ACTIVITY. All that is needed is each line of the entries holding the word "instance", copied as it stands.

(Dataset entries)

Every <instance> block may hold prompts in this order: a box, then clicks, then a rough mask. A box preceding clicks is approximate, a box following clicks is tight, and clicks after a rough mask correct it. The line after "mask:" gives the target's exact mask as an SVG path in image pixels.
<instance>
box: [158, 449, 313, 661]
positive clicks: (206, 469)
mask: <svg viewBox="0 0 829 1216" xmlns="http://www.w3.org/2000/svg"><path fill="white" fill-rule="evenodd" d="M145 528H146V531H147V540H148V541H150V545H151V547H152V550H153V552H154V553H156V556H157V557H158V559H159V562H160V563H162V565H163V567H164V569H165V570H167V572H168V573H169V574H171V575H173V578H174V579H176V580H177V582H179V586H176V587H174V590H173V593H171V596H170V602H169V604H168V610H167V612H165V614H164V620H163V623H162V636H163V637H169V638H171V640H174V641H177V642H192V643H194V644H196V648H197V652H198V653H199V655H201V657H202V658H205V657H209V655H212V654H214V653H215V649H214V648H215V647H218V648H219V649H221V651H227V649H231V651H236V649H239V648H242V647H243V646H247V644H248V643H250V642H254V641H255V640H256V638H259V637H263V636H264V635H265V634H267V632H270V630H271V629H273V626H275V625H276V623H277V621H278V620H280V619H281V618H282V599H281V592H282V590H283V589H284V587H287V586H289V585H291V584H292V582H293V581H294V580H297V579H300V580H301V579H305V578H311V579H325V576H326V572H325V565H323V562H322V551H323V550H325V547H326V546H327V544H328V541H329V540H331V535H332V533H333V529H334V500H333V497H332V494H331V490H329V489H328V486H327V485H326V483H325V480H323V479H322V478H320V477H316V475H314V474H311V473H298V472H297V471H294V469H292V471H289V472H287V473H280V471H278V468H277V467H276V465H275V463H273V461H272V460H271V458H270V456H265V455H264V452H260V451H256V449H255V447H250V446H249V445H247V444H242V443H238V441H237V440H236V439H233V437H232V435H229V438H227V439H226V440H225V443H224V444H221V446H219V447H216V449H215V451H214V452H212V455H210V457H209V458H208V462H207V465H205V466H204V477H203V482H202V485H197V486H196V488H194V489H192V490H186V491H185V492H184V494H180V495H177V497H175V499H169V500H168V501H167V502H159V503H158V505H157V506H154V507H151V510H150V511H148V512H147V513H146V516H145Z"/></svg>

SOLUTION BELOW.
Every <instance> block may hold prompts in this order: a box, then clicks, then a rough mask. A box preceding clicks is approximate, a box following clicks is tight, and clicks after a rough mask correct it. The line after "mask:" gives the target's exact mask as an SVG path in image pixels.
<instance>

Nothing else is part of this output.